ROWS
+-------+

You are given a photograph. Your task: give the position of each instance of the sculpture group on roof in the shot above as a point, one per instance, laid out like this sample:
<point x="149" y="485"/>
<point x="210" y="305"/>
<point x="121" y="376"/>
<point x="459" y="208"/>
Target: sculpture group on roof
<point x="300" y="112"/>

+-------+

EXERCISE OBJECTIVE
Exactly as shown, repeat every record.

SOLUTION FOR THIS TASK
You are given a photograph. Your task: give the position of each instance of the sculpture group on roof in the shot above as a point, one per instance, laid out like this sample:
<point x="149" y="485"/>
<point x="210" y="305"/>
<point x="121" y="376"/>
<point x="459" y="208"/>
Target: sculpture group on roof
<point x="300" y="112"/>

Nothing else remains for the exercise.